What to work on
Determine how many lines of the records below contain the string "grass"; state only the number.

** START Input data **

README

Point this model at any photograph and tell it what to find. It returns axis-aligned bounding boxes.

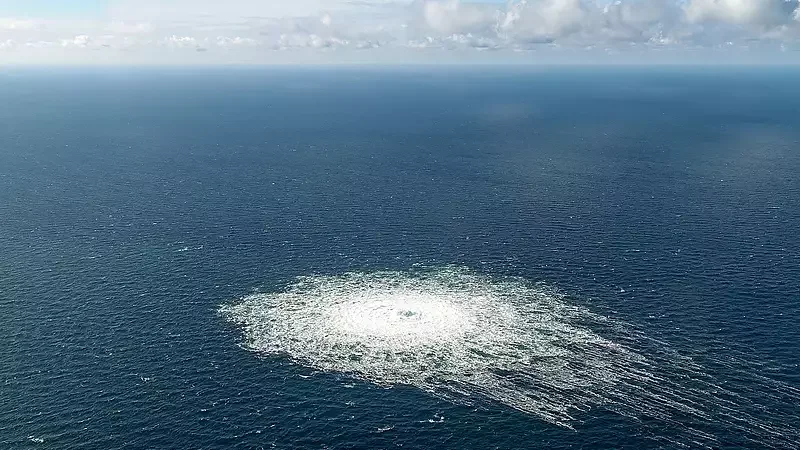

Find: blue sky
[0,0,110,18]
[0,0,800,64]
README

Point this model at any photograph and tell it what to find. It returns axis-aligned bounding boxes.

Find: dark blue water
[0,68,800,449]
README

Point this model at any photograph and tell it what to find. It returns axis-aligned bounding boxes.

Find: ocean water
[0,67,800,449]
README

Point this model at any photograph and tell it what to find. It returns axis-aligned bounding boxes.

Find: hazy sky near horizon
[0,0,800,64]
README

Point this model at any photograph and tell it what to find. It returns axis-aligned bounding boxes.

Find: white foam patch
[221,267,800,442]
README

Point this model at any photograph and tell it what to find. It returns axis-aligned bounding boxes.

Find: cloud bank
[0,0,800,63]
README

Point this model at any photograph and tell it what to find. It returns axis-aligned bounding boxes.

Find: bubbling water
[223,268,639,426]
[221,267,800,448]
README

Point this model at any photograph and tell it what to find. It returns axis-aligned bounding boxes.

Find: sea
[0,66,800,450]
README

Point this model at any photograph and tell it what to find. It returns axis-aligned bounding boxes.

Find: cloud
[61,34,92,48]
[0,0,800,62]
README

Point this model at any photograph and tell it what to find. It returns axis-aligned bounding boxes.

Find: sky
[0,0,800,65]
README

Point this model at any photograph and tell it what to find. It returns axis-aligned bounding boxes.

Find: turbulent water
[220,267,800,447]
[0,67,800,450]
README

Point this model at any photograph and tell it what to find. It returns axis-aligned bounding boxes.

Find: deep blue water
[0,68,800,449]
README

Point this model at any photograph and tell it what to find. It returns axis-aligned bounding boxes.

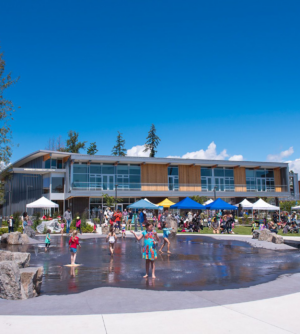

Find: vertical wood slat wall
[178,165,201,191]
[274,169,282,192]
[141,164,168,191]
[233,167,247,192]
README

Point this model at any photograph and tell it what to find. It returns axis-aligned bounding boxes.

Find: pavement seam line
[101,314,107,334]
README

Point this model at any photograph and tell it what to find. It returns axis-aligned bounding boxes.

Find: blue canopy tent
[170,197,205,210]
[128,199,159,210]
[205,198,238,210]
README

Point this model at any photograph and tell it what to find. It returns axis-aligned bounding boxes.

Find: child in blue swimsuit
[130,222,159,278]
[159,223,175,254]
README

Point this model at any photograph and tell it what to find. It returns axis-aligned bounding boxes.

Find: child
[106,225,117,256]
[60,220,65,235]
[69,231,81,266]
[159,223,175,254]
[122,219,126,239]
[130,222,159,278]
[45,230,51,252]
[251,221,256,234]
[76,217,82,234]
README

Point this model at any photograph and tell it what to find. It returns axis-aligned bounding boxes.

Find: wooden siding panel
[178,165,201,191]
[141,164,168,191]
[234,167,247,192]
[274,168,282,192]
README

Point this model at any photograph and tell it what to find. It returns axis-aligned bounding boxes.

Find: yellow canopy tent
[156,198,175,208]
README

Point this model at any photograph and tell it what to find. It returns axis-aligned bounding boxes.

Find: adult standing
[64,208,72,234]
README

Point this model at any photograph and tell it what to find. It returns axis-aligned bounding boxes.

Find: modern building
[1,150,299,215]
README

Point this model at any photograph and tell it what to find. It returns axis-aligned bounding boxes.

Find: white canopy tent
[26,196,59,217]
[235,198,253,209]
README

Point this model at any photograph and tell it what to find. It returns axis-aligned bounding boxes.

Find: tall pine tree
[144,124,160,158]
[64,131,86,153]
[111,131,126,157]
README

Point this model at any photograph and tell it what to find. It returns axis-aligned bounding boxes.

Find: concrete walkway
[0,293,300,334]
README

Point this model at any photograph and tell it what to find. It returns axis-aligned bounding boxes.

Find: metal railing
[72,182,289,194]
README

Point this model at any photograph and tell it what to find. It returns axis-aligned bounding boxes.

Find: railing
[72,182,289,194]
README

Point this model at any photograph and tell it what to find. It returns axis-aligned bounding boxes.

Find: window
[201,167,234,191]
[52,177,65,193]
[246,168,275,192]
[90,164,101,174]
[43,177,50,194]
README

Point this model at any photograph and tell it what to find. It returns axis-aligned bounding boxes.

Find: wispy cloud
[267,146,294,161]
[168,142,243,161]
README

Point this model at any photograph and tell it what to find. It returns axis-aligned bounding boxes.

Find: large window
[168,166,179,191]
[201,167,234,191]
[73,163,141,190]
[246,169,275,192]
[51,177,65,193]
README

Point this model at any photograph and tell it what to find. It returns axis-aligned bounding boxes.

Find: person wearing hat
[8,216,15,233]
[76,216,82,234]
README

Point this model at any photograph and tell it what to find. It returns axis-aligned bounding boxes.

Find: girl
[106,225,117,256]
[60,219,65,235]
[130,222,159,278]
[122,219,126,239]
[45,230,51,252]
[159,223,175,254]
[76,217,82,234]
[69,231,81,266]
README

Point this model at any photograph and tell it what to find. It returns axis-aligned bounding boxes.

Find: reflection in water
[1,236,300,294]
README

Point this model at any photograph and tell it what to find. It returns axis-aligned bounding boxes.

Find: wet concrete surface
[1,236,300,295]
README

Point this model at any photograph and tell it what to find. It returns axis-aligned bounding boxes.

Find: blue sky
[0,0,300,171]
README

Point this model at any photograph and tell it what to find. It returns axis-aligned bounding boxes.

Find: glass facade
[51,177,65,193]
[73,163,141,190]
[168,166,179,191]
[45,159,64,169]
[246,169,275,192]
[201,167,234,191]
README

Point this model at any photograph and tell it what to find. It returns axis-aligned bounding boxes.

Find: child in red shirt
[69,231,81,265]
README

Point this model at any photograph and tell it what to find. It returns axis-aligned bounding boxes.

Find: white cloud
[127,145,150,157]
[267,146,294,161]
[228,154,244,161]
[286,158,300,174]
[167,142,243,161]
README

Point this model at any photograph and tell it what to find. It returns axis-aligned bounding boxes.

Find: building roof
[1,150,288,175]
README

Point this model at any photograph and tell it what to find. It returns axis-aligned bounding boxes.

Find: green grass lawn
[157,226,300,237]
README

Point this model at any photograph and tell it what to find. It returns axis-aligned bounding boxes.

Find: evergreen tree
[144,124,160,158]
[64,131,86,153]
[87,142,98,155]
[0,48,19,165]
[111,131,126,157]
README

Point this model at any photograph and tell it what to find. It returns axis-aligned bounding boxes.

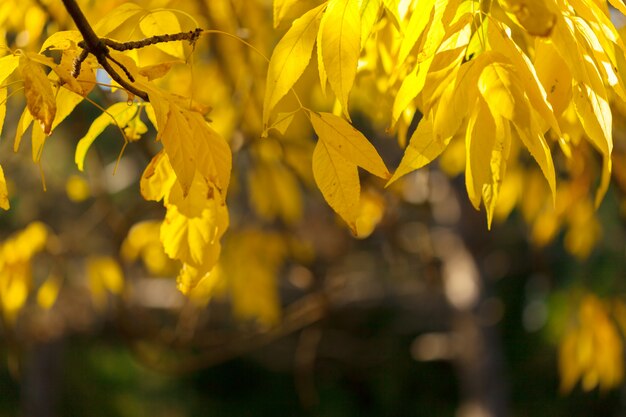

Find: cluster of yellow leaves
[0,222,48,323]
[559,294,626,392]
[0,0,626,328]
[263,0,626,234]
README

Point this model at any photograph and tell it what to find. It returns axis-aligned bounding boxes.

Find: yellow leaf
[139,61,176,81]
[533,39,572,117]
[0,55,20,84]
[360,0,382,49]
[308,112,390,178]
[188,111,232,198]
[313,139,361,231]
[478,53,556,201]
[161,175,228,270]
[465,96,511,227]
[266,112,296,136]
[0,166,10,210]
[387,117,451,185]
[139,10,185,60]
[263,5,325,127]
[316,19,328,97]
[139,150,176,201]
[398,0,436,64]
[391,58,432,125]
[318,0,361,120]
[19,56,56,135]
[609,0,626,16]
[13,108,33,152]
[74,102,138,171]
[0,87,7,141]
[160,103,197,195]
[93,3,145,36]
[176,263,214,294]
[383,0,402,29]
[487,24,560,135]
[31,124,46,163]
[573,84,613,156]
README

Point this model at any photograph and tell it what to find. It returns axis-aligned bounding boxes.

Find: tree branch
[63,0,150,101]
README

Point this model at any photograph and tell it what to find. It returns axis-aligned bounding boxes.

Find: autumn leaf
[39,30,83,53]
[161,175,229,270]
[0,166,10,210]
[159,103,196,195]
[19,56,56,135]
[313,134,361,231]
[263,4,325,128]
[398,0,436,64]
[309,112,389,231]
[317,0,361,120]
[387,117,451,185]
[308,112,390,178]
[139,150,176,201]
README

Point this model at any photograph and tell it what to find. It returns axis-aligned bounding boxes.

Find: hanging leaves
[309,112,389,231]
[19,56,56,135]
[263,5,325,128]
[317,0,361,120]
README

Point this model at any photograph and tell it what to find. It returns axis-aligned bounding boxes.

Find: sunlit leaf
[140,150,176,201]
[309,112,390,178]
[317,0,361,120]
[313,135,361,230]
[39,30,83,53]
[19,56,56,135]
[263,5,325,126]
[161,175,229,270]
[388,118,451,184]
[0,166,9,210]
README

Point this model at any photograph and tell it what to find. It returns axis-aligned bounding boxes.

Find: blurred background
[0,0,626,417]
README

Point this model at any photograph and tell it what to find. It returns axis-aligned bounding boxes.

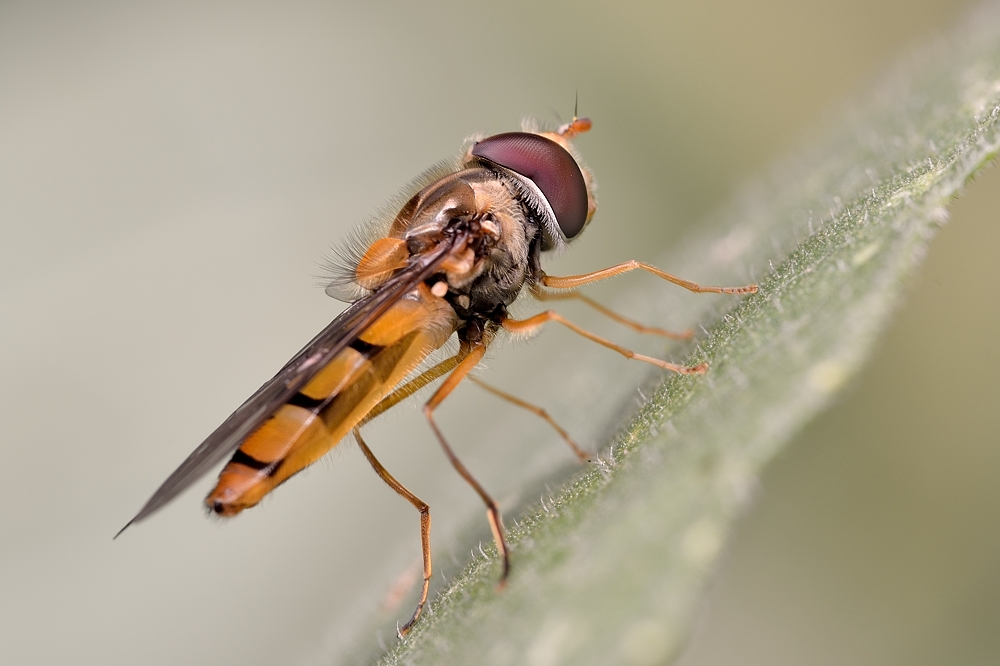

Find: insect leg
[424,342,510,587]
[469,375,590,462]
[541,259,757,294]
[530,282,694,340]
[354,428,431,637]
[502,310,708,375]
[358,353,462,425]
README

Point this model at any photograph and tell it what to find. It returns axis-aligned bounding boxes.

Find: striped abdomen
[205,285,458,516]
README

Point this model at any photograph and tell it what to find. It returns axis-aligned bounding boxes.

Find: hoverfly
[119,118,757,635]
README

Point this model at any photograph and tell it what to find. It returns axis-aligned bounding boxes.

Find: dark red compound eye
[472,132,588,240]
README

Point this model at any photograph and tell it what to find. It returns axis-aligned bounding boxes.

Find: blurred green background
[0,1,1000,666]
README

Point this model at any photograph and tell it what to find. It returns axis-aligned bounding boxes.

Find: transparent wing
[115,236,458,537]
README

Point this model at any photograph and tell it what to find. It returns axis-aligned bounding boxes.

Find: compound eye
[472,132,588,240]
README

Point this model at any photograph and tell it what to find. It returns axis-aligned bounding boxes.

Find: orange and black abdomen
[205,285,457,516]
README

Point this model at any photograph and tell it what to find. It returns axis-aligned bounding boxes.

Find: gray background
[0,0,1000,666]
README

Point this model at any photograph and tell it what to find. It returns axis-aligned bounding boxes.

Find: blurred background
[0,0,1000,666]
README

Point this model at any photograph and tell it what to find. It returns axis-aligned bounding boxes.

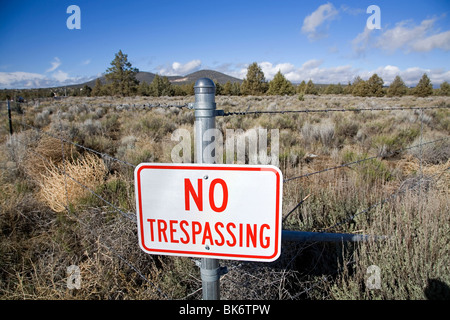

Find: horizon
[0,0,450,89]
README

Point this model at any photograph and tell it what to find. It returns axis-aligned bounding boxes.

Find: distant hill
[75,70,242,88]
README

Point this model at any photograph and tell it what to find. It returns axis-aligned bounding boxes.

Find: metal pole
[7,99,12,135]
[194,78,220,300]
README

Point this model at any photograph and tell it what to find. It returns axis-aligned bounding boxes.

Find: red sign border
[136,164,281,261]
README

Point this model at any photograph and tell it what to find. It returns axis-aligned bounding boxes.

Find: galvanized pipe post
[7,99,13,136]
[194,78,220,300]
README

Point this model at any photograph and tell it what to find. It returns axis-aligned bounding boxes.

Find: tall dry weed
[40,154,107,212]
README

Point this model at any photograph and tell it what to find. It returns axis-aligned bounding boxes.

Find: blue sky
[0,0,450,88]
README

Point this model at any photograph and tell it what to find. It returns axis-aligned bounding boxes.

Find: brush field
[0,95,450,300]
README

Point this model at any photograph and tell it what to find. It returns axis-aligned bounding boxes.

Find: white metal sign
[134,163,283,261]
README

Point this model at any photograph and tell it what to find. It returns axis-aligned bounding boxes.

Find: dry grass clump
[40,154,107,212]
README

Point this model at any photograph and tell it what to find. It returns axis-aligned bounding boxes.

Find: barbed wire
[219,106,450,117]
[318,167,450,232]
[21,122,136,168]
[283,137,449,182]
[10,136,168,299]
[4,99,450,298]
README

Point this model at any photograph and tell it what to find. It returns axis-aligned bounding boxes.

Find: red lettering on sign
[184,179,203,211]
[180,220,189,244]
[158,220,167,242]
[209,179,228,212]
[259,223,270,249]
[169,220,180,243]
[214,222,225,246]
[192,221,202,244]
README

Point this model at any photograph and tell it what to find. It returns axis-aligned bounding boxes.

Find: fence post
[194,78,220,300]
[6,99,13,136]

** END Input data **

Exercise output
2